*Dataset records*:
• • • • • • •

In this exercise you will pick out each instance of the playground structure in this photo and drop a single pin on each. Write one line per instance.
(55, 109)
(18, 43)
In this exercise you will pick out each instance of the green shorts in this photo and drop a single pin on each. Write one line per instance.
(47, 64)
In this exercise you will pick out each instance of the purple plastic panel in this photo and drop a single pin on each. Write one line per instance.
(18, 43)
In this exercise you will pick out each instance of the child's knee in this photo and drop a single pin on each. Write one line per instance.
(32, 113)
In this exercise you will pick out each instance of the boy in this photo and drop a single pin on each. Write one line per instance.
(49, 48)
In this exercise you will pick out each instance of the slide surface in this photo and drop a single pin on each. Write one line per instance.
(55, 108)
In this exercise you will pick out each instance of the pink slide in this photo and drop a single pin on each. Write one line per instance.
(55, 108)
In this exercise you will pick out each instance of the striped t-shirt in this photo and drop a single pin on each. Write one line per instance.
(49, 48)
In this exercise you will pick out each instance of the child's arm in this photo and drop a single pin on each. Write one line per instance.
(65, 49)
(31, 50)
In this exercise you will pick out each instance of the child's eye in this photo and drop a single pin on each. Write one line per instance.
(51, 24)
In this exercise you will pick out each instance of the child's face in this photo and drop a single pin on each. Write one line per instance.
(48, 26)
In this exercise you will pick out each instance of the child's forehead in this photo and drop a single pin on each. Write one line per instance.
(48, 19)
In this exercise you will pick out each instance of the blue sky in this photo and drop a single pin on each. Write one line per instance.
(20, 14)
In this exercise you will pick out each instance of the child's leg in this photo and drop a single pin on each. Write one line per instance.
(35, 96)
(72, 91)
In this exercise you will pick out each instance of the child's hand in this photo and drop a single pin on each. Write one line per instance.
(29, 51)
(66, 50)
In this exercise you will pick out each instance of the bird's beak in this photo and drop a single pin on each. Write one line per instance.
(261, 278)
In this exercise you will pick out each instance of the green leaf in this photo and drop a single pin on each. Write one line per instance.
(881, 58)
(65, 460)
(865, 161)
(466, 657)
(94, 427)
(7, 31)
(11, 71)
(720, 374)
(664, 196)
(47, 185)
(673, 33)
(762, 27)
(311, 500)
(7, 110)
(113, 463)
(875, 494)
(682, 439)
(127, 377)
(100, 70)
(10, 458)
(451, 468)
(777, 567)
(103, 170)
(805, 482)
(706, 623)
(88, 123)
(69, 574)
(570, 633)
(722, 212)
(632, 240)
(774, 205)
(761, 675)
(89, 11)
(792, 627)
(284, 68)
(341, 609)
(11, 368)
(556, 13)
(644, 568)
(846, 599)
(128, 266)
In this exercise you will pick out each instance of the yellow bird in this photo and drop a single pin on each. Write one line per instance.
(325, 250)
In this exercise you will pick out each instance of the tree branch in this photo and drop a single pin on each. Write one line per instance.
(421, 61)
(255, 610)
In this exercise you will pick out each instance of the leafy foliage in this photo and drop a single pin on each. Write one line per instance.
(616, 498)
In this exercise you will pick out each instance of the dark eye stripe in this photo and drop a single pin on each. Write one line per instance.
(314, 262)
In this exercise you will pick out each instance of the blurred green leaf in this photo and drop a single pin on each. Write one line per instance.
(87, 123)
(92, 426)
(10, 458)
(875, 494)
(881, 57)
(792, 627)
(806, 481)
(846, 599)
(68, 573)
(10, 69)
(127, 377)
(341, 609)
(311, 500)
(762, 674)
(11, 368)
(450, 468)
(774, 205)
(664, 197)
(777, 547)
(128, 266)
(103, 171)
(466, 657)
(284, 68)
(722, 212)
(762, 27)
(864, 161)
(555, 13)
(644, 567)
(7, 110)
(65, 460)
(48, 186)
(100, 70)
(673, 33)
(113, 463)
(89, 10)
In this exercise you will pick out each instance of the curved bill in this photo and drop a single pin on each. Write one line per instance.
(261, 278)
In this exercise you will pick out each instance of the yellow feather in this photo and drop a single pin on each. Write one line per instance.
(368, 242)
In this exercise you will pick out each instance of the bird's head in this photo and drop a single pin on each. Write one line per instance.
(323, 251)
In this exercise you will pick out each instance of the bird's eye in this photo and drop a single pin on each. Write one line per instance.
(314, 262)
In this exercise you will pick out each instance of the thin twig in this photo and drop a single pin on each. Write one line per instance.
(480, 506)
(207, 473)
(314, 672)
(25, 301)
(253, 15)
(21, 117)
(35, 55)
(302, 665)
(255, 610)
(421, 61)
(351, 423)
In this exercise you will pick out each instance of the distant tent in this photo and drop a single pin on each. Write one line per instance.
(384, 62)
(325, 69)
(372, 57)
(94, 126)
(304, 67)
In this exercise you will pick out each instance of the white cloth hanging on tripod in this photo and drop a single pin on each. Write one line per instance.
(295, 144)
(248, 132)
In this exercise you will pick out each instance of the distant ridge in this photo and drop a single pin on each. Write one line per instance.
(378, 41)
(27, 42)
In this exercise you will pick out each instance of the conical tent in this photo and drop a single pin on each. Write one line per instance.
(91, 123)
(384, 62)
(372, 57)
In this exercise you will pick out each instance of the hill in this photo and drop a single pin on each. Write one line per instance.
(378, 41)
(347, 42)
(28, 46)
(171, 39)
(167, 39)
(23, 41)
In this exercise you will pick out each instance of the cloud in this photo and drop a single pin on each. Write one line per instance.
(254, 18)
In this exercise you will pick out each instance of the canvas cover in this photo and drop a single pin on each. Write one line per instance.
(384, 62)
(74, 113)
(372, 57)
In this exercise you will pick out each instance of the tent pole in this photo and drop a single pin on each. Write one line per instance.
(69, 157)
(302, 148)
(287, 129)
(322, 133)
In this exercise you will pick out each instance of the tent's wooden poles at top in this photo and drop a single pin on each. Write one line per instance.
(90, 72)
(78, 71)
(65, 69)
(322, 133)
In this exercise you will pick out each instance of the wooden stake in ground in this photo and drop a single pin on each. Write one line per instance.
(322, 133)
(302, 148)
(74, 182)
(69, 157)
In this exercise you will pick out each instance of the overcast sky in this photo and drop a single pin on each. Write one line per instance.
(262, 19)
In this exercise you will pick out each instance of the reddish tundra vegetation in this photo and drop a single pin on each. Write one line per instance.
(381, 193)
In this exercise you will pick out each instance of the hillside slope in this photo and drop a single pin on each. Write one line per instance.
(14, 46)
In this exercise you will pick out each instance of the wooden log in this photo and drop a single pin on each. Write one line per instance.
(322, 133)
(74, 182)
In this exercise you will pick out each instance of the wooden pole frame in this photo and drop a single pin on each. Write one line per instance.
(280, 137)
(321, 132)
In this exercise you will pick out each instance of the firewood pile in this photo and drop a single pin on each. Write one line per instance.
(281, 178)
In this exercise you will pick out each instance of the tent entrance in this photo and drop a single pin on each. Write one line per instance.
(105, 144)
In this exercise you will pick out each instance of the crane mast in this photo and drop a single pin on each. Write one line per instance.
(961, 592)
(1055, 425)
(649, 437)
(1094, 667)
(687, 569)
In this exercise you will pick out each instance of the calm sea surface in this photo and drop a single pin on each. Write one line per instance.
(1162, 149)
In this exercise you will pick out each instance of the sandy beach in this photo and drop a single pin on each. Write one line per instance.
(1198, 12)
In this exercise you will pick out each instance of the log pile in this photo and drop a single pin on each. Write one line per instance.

• • • • • • •

Write out every record, exactly as written.

In this exercise you will pick out each instance of the playground structure in this photo and drop a single pin on each. Write one line per instance.
(55, 109)
(18, 43)
In this exercise you will pick out each instance of the green shorts in this photo and drop a single pin on each. Write one line per instance.
(47, 64)
In this exercise you will pick out each instance of the purple plastic panel in this photo and drop a single pin on each. Write one line per instance.
(18, 43)
In this exercise you will pick out each instance of the child's knee in this photo and drop a single pin on each. Write one line per instance.
(32, 113)
In this exercise you will pick out each instance of the boy in this photo and drop a single pin on each. Write one line per instance.
(49, 48)
In this exercise you will pick out each instance of the slide surface in this photo and drop a single pin on each. Write one line per instance.
(55, 108)
In this exercise you will pick out each instance of the pink slide in this photo and drop a single pin on each. Write one line per instance.
(55, 108)
In this exercise you will pick out each instance of the striped t-shirt in this photo and drop a single pin on each. Write one line per instance.
(49, 48)
In this exercise you will pick out each instance of the child's arm in this photo and drop a single pin on each. Write one line per instance.
(65, 49)
(31, 50)
In this exercise you will pick out each instance of the child's eye in this photo and drop a single pin on each. Write one line per instance.
(51, 24)
In this exercise you will pick out each instance of the child's face in this photo and drop a single pin on each. Write one line per instance.
(48, 26)
In this exercise you will pick out each instance of the child's forehead in this photo and drop a single pin on each. Write one line per instance.
(48, 19)
In this exercise you will pick out each instance of the blue sky in this photo and drop a single pin on each. Write one line per instance.
(20, 14)
In this exercise you will pick out each instance of the child's leg in this photo and drop a single pin on each. Write one line per instance.
(35, 96)
(72, 91)
In this exercise you will pick out each instance of the child's hand in this photo and drop a single pin on each. Write one line per instance.
(29, 51)
(66, 50)
In this exercise you will pick out each instance of the bird's beak in this photo and drop a single pin on each. Write one line per instance.
(261, 278)
In this exercise you will pick out each instance of the green leaf in this photo and drop a single pin on each. Write one line per instance.
(881, 58)
(65, 460)
(865, 161)
(466, 657)
(94, 427)
(7, 31)
(11, 71)
(720, 374)
(664, 196)
(47, 185)
(673, 33)
(762, 27)
(311, 500)
(7, 110)
(113, 463)
(875, 494)
(682, 439)
(127, 377)
(100, 70)
(10, 458)
(451, 468)
(777, 567)
(103, 170)
(805, 482)
(706, 623)
(88, 123)
(69, 574)
(570, 633)
(722, 212)
(632, 240)
(774, 205)
(761, 675)
(89, 11)
(792, 627)
(284, 68)
(341, 609)
(11, 368)
(556, 13)
(644, 568)
(846, 599)
(128, 266)
In this exercise you will pick out each instance of the yellow bird in this photo and drop a single pin on each. Write one line per instance.
(325, 250)
In this exercise you will pick out each instance of the tree branch in this photo and drop a single pin on each. Write one line per instance.
(421, 61)
(255, 610)
In this exercise you will pick out each instance of the leafy foliage in this photo and drop a single pin on each. Write one line per instance.
(616, 498)
In this exercise you will pick out each instance of the dark eye stripe in this photo and drop a single pin on each. Write one line per instance.
(314, 262)
In this exercise you will pick out each instance of the blurred green leaf in this photo and drop a single pin on each. Write one line per instance.
(87, 123)
(92, 426)
(10, 458)
(875, 494)
(881, 57)
(792, 627)
(806, 481)
(846, 599)
(68, 573)
(10, 69)
(127, 377)
(341, 609)
(311, 500)
(762, 674)
(11, 368)
(450, 468)
(774, 205)
(664, 197)
(777, 547)
(128, 266)
(103, 171)
(466, 657)
(284, 68)
(722, 212)
(762, 27)
(864, 161)
(555, 13)
(644, 567)
(7, 110)
(65, 460)
(48, 186)
(100, 70)
(673, 33)
(113, 463)
(89, 10)
In this exercise you will pick out each instance of the curved bill in this photo and drop a single pin on each. Write one line per instance.
(261, 278)
In this exercise you will pick out each instance of the yellow feather in this photo and drop a single pin on each. Write one line per instance.
(368, 242)
In this exercise you will pick out each instance of the bird's head in this photo and drop a single pin on each. Write one line per instance.
(323, 251)
In this exercise you will pick out each instance of the bird's eye in this photo and drop a single pin on each. Write one line per instance.
(314, 262)
In this exercise you will pick out each instance of the thin twig in this photo and drop a single pin on each. Write one line per instance.
(480, 506)
(207, 473)
(314, 672)
(25, 301)
(253, 15)
(21, 117)
(35, 55)
(302, 665)
(255, 610)
(421, 61)
(351, 423)
In this exercise you will pick out each instance of the distant tent in this photo and drop a single pin on each. Write one line per instance.
(384, 62)
(325, 69)
(372, 57)
(94, 126)
(304, 67)
In this exercise you will pick out each instance of the white cloth hanging on tripod in this photo and drop a single pin on each. Write one line per instance.
(295, 144)
(248, 132)
In this exercise you will pick out each instance of the distant ridge in this photo and drop a single pin on each. Write one line per instance.
(378, 41)
(27, 42)
In this exercise you will pick out each instance of the conical tent in this photo and drop a single pin on each. Write one line per instance.
(91, 123)
(384, 62)
(372, 57)
In this exercise you will pick out each instance of the hill in this photo and drop a single pin on each. Write one line per instance.
(378, 41)
(347, 42)
(28, 46)
(171, 39)
(167, 39)
(23, 41)
In this exercise you will pick out each instance of the cloud in this photo and drop a single pin on each. Write one line per instance.
(254, 18)
In this exercise you will pick out each instance of the canvas cover in this photo and drop a single pin on each. Write one line per instance.
(384, 62)
(74, 113)
(372, 57)
In this exercise you will pick out each instance of the tent pole in this photo and drop a single pin on each. Write one line per instance.
(69, 157)
(302, 148)
(287, 129)
(322, 133)
In this exercise you will pick out each instance of the tent's wooden poles at top in this photo and drop a single pin on each. Write one line per instance.
(90, 72)
(78, 71)
(65, 69)
(322, 133)
In this exercise you will pick out each instance of the wooden stake in ground in this photo and drop a single pin on each. Write one line per instance.
(322, 133)
(302, 148)
(74, 182)
(69, 157)
In this exercise you will pick out each instance of the overcast sky in this photo and drop a single pin on each. Write one line per instance.
(262, 19)
In this exercise you will pick out each instance of the reddish tundra vegetation in this photo and drop a single pin on each. Write one line per instance.
(381, 193)
In this exercise you will pick out each instance of the hillside slope in this photo and drop a single pin on each. Write one line per instance.
(14, 46)
In this exercise you will pick out each instance of the wooden log in this photo and drop a single pin on each. Write one line per instance.
(322, 133)
(74, 182)
In this exercise you will pick out each instance of the wooden pole frame in this photo and drop a single pin on each. Write one line per instance.
(280, 137)
(321, 132)
In this exercise you will pick out each instance of the firewood pile in this photo and drop a single pin on each. Write one line per instance.
(281, 178)
In this exercise you will pick out each instance of the tent entrance in this photo and drop a single pin on each. Write one line per instance.
(105, 144)
In this exercise you will pick out each instance of the crane mast in this photo and drop a single pin on each. Write one line per instance.
(961, 592)
(1055, 425)
(649, 437)
(1094, 667)
(687, 569)
In this exercise you will pick out each instance of the calm sea surface in this photo and drop a single pin on each. Write one line per instance.
(1162, 149)
In this exercise you will pick out each instance of the sandy beach in this photo and drop a single pin on each. Write one line per instance.
(1198, 12)
In this exercise you will pick out each instance of the log pile in this photo and drop a single pin on each. Write one line per instance.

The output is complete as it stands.